*INSTRUCTIONS TO FOLLOW:*
The entries that follow include a run beginning at the line with "Task: place a pin on each instance of the red" and ending at the line with "Task: place a pin on each instance of the flip"; restate that run word for word and leave the rest out.

*DATA FOR PROCESSING:*
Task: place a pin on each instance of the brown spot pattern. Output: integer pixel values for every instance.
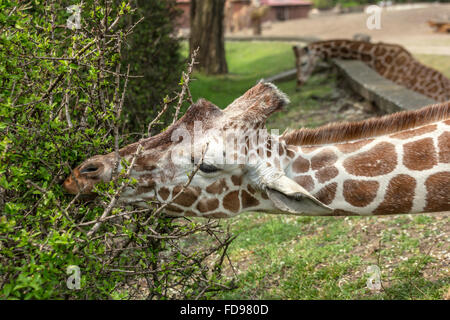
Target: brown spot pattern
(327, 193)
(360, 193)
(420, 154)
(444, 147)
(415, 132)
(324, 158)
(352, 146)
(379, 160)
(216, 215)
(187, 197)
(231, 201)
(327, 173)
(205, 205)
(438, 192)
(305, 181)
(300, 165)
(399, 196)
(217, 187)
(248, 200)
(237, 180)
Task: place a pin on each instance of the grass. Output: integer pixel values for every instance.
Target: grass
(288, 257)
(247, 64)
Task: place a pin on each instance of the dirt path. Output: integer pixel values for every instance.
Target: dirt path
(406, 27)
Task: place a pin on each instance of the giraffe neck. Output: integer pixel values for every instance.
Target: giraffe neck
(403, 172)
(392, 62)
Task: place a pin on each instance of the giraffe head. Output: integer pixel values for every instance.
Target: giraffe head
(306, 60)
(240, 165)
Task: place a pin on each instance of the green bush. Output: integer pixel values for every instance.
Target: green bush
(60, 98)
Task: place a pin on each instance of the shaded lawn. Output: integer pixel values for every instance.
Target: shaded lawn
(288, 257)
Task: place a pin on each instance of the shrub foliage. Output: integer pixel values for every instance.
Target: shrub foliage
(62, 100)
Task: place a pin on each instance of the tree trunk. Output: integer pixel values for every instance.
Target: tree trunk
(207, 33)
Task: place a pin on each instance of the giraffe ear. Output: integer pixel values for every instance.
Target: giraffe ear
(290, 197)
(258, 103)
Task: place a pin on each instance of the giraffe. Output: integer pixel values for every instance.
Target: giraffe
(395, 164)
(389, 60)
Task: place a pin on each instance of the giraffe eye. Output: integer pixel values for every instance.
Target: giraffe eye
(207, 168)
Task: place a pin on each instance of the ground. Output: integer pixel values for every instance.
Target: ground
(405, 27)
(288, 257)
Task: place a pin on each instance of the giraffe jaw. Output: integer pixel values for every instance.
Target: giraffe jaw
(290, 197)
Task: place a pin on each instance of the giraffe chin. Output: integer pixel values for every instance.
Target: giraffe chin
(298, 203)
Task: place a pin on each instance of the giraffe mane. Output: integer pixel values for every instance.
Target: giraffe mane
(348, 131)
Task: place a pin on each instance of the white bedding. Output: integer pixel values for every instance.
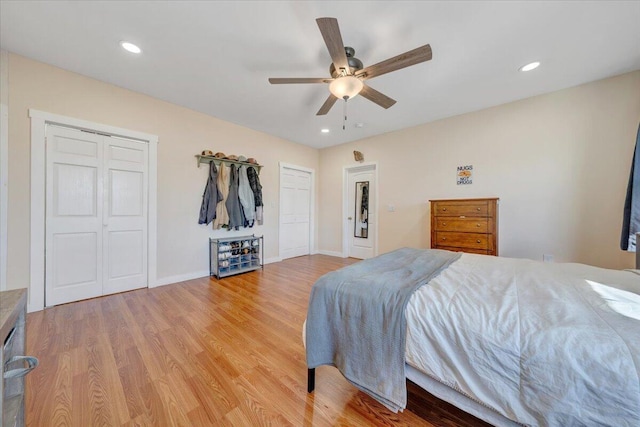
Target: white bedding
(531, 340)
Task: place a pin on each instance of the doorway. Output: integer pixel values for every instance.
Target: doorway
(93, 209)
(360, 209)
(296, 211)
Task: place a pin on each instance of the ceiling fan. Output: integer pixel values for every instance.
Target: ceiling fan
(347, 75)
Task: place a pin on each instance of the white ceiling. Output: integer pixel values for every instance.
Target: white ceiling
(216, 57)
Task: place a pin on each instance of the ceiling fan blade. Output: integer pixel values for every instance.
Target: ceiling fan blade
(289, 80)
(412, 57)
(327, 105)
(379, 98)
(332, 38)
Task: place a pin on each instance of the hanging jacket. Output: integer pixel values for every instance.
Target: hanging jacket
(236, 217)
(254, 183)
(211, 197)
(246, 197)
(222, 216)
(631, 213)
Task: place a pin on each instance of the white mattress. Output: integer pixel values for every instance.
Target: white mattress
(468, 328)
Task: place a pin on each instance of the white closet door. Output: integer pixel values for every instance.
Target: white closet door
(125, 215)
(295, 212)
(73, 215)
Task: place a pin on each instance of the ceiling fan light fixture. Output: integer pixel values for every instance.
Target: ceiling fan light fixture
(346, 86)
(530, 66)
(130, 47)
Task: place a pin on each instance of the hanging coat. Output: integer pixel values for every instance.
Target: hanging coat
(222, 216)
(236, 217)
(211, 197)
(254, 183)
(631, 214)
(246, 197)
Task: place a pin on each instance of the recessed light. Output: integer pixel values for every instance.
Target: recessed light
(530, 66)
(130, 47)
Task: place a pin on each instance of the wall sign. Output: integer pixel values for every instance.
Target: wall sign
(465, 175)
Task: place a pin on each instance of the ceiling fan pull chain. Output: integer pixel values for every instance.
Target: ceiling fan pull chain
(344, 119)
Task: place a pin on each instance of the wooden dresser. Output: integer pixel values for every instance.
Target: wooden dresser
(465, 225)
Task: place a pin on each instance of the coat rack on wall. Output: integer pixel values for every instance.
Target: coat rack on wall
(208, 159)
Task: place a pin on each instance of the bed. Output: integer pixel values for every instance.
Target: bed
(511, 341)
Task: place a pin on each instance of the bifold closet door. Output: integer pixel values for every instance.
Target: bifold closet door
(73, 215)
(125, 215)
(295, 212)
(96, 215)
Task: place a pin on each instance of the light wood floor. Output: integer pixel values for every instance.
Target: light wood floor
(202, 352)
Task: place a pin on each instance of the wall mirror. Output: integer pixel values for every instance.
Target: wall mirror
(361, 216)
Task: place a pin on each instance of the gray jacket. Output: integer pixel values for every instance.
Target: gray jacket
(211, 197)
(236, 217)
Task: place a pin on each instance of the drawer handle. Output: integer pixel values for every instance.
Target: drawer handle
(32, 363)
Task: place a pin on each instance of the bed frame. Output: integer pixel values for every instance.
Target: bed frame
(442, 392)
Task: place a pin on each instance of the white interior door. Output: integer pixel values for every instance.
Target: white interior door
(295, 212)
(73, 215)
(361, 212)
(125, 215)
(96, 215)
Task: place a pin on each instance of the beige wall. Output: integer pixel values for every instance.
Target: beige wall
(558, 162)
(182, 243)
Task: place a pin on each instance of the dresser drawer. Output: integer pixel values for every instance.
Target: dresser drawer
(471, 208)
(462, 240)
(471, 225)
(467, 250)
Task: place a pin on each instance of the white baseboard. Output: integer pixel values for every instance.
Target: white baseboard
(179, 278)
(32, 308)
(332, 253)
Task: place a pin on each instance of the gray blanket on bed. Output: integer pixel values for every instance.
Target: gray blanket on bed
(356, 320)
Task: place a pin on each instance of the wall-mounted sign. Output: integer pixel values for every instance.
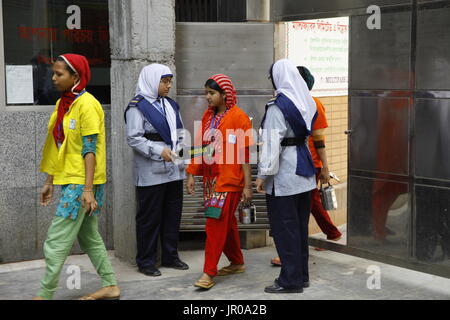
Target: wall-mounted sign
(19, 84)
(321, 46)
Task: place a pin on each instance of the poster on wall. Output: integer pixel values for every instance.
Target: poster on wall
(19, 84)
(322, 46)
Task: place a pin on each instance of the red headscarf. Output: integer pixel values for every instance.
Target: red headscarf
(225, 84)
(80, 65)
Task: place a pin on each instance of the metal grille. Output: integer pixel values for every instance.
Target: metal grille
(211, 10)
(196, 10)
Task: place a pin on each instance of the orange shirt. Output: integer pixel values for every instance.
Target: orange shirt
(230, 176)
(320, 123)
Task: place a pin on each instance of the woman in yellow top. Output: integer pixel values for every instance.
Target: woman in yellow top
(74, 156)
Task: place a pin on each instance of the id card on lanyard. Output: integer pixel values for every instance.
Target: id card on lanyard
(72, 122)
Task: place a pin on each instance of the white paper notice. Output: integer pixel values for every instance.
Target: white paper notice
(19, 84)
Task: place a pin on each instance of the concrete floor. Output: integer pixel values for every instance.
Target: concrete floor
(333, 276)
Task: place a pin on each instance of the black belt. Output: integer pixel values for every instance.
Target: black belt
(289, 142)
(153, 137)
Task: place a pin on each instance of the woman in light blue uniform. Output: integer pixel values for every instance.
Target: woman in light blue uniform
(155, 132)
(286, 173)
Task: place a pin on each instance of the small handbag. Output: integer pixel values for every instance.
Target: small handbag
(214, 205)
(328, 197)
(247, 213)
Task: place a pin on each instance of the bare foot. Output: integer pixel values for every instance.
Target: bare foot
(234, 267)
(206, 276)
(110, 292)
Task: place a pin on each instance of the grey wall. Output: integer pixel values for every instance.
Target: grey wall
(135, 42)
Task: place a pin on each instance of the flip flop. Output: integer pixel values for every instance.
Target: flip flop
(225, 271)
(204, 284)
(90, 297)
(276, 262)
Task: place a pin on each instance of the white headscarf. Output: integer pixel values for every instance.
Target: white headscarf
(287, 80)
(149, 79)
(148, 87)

*REPLY:*
Task: place a pin on each instance of the red headscarf. Output: integer pixel values for every instance.
Target: red headscarf
(225, 84)
(80, 65)
Task: place a pin on each instance of the metal grille. Output: integer pixel values for every instance.
Target: metal grille
(211, 10)
(196, 10)
Task: place a pin on each instance of the orange shirt. Output: integer pixel values for every instance.
Target: orange shirt
(230, 176)
(320, 123)
Task: place a pin on each instance of the woman in yellow top. Output: integer pixel values for every instance.
Target: woman in yellow top
(74, 156)
Task: place a pin on each instance of the id card on lanyard. Output: integer pixel values for every instance.
Target: id card on lanyard
(72, 122)
Task: place a pin on each instance of the white paper notice. Output: integer pixel values for every instance.
Target: white paper notice
(19, 84)
Task: place a pin on each instance of the concrete floor. Output: integer pixel values for every instance.
Target: concrete floor
(333, 276)
Task: place a pin on each instance of the black belt. Output: integer pixel values for every instance.
Target: black belt
(289, 142)
(153, 137)
Task: place a pin on each instance of the woman in light blue uniform. Output: integer pixel values for every instance.
Target: woman in light blue uniform
(155, 132)
(286, 173)
Task: place a pin on each instance of the small handbag. Output: integer pixel values for every instance.
Target: small handbag
(214, 205)
(328, 197)
(247, 213)
Task: place a pin on each instance of the bare foot. Output: integer pixel values for every instance.
Target: bare foot
(234, 267)
(206, 276)
(110, 292)
Task: place a pin on each instance of the grey wall. Output: integer pixel values for every instance.
Target: grey wall
(135, 42)
Task: place a pin on each instance of the flip flop. Output: integer pixel values for every instance.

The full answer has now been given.